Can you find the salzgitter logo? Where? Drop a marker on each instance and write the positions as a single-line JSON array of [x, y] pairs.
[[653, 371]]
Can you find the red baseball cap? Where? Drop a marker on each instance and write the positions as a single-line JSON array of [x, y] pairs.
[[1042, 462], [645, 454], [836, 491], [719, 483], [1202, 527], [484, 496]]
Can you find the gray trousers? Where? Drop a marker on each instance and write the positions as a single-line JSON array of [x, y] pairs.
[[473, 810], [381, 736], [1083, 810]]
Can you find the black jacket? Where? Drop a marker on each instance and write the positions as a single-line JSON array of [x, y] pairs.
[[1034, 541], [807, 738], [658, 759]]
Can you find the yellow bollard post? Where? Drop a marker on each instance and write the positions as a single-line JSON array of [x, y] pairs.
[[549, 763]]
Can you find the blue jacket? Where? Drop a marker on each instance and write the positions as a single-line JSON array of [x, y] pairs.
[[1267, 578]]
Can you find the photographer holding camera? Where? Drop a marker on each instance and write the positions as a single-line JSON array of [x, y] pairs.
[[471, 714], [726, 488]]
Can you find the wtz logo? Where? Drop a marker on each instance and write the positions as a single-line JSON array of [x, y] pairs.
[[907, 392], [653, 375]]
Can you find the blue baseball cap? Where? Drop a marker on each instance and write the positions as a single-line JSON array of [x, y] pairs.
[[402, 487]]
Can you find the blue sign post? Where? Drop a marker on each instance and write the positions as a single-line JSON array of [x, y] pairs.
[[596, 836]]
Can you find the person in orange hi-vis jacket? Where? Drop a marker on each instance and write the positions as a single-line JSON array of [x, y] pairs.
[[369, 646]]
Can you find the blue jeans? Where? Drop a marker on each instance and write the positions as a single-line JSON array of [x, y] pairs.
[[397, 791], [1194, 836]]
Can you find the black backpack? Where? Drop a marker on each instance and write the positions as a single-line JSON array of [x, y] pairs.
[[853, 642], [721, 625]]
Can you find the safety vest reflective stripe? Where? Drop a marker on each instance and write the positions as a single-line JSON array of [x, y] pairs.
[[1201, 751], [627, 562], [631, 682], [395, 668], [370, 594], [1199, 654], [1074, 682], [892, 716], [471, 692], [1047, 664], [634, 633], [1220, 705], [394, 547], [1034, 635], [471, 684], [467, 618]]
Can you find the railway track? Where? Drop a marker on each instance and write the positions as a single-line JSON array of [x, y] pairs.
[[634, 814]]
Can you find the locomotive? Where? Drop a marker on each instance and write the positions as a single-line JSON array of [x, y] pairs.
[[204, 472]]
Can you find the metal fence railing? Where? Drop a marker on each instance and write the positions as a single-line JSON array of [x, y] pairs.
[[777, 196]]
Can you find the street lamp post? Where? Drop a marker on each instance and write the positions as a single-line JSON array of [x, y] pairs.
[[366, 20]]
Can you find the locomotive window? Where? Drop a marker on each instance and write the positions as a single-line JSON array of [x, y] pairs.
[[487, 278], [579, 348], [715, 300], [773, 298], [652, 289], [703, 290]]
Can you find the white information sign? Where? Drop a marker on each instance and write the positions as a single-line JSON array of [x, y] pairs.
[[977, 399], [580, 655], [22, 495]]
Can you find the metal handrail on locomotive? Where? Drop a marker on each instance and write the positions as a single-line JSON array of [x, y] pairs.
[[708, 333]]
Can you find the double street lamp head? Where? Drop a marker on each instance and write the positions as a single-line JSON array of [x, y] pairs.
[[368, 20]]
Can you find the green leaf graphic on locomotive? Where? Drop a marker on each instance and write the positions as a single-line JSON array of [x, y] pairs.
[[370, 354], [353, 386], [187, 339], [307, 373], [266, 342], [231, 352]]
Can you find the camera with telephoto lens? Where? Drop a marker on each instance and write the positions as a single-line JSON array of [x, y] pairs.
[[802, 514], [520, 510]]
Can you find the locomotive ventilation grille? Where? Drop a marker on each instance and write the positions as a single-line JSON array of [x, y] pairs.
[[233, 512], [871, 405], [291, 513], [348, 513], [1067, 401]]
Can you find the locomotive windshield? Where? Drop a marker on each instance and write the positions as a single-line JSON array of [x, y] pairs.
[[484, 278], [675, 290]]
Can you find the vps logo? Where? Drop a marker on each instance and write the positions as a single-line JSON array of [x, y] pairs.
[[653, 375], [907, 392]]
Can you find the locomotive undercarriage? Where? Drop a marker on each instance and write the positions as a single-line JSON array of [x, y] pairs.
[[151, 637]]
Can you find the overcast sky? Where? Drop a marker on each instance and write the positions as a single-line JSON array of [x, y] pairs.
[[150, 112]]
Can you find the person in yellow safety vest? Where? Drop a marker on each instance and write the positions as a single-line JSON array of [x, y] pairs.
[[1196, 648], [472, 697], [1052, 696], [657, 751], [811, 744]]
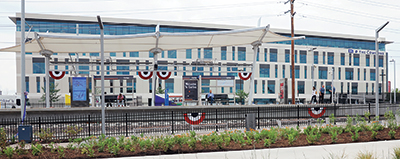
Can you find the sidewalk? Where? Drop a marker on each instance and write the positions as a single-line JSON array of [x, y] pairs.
[[381, 150]]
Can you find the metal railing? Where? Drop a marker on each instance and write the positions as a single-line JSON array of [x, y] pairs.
[[176, 120]]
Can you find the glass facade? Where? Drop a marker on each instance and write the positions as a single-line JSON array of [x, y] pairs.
[[223, 53], [172, 54], [241, 53], [188, 53], [273, 55]]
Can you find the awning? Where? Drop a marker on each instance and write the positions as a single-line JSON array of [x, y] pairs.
[[63, 43]]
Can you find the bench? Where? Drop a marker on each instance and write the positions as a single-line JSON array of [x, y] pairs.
[[211, 124], [136, 129]]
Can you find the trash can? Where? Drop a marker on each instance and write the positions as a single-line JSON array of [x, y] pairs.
[[25, 133], [250, 121]]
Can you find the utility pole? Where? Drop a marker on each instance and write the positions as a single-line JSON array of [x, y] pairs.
[[292, 54]]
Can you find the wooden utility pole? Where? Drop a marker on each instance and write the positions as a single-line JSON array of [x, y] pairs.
[[292, 54]]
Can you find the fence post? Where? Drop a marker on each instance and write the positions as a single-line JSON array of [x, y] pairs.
[[334, 112], [258, 118], [369, 110], [126, 124], [172, 122], [298, 115], [216, 120], [89, 123]]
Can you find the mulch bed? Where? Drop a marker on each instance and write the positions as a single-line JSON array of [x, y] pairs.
[[301, 141]]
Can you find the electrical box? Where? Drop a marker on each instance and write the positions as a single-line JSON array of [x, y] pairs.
[[25, 133]]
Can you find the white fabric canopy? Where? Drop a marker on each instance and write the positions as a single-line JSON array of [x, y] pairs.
[[63, 43]]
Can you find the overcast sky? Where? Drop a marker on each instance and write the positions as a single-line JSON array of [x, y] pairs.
[[357, 17]]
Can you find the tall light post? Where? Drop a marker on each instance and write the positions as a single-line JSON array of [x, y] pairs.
[[394, 65], [377, 67]]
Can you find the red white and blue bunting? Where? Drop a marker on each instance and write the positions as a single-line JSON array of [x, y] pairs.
[[163, 75], [145, 74], [194, 118], [57, 74], [244, 75]]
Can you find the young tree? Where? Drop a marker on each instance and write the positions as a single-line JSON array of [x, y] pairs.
[[242, 95], [54, 96]]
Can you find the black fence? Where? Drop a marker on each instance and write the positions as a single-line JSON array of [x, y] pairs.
[[176, 120]]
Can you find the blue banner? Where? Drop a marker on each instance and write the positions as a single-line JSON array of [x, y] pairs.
[[78, 88]]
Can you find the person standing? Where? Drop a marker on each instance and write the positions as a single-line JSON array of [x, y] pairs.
[[210, 97], [333, 91], [321, 94], [120, 100], [314, 96]]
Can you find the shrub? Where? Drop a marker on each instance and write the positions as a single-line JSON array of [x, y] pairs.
[[392, 134], [45, 135], [396, 153]]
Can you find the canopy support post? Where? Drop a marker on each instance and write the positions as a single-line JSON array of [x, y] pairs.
[[255, 45]]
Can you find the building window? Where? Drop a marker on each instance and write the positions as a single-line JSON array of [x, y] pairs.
[[233, 53], [349, 74], [37, 84], [271, 87], [354, 88], [356, 59], [265, 54], [287, 56], [199, 53], [133, 54], [264, 70], [372, 74], [331, 58], [380, 61], [322, 72], [300, 87], [342, 58], [188, 53], [94, 54], [255, 86], [27, 84], [38, 65], [223, 53], [365, 74], [349, 59], [239, 85], [263, 87], [305, 72], [172, 54], [242, 53], [303, 56], [273, 55], [123, 67], [169, 85], [208, 53]]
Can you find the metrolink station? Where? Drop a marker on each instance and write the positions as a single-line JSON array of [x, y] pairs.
[[48, 43]]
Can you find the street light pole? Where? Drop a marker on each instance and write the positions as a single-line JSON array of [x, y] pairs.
[[377, 67], [394, 65]]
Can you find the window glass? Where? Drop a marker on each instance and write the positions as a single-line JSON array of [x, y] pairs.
[[273, 55], [242, 53], [264, 70], [223, 53]]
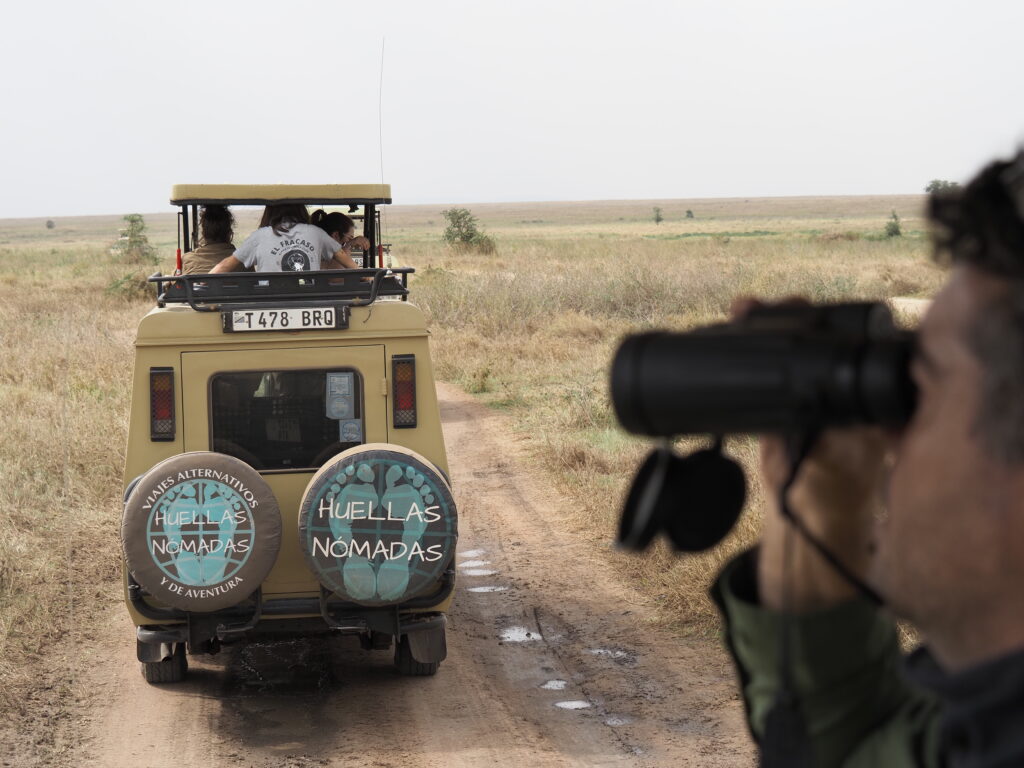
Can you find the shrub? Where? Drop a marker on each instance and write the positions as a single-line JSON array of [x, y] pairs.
[[938, 184], [463, 232], [893, 228], [133, 246]]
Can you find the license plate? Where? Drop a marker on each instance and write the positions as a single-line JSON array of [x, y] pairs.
[[298, 318]]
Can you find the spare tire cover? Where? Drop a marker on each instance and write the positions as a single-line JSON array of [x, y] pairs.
[[201, 531], [378, 524]]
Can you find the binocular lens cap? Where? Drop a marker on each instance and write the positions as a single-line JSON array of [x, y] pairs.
[[694, 500]]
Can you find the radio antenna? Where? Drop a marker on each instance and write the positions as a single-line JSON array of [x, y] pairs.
[[380, 146], [380, 121]]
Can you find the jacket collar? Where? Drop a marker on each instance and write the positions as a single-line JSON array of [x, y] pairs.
[[983, 711]]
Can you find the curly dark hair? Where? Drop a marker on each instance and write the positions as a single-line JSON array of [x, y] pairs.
[[982, 225], [216, 224], [281, 216], [332, 222]]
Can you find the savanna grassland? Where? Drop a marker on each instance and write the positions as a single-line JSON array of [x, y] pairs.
[[529, 330]]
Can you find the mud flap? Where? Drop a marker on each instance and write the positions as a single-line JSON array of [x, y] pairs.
[[428, 646], [151, 652]]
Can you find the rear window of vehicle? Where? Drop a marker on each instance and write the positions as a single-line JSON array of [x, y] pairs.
[[286, 420]]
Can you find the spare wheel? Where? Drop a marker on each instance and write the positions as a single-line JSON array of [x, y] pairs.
[[201, 531], [378, 524]]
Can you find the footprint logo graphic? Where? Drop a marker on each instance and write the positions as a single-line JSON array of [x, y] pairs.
[[406, 503], [357, 572], [218, 507]]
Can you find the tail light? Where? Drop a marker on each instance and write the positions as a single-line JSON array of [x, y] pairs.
[[161, 403], [403, 390]]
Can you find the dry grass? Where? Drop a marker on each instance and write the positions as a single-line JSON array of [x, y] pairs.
[[530, 329], [65, 372]]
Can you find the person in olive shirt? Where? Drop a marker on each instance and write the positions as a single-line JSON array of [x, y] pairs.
[[216, 225], [947, 553]]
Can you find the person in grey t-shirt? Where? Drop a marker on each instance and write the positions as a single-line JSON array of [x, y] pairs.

※

§ **Objective**
Convert the stretch from the start of the entries through the line containing "[[653, 371]]" into a two-column CSV with headers "instruction" and "points", one row per entry, giving its text and its answer. Put each value in a single quoted field and replace any line breaks with spaces.

§ **Solution to the problem**
instruction,points
"Can you find the salzgitter logo? Where? Drop a marker on each instance and write the positions as a single-line JSON array of [x, y] pairs.","[[653, 371]]"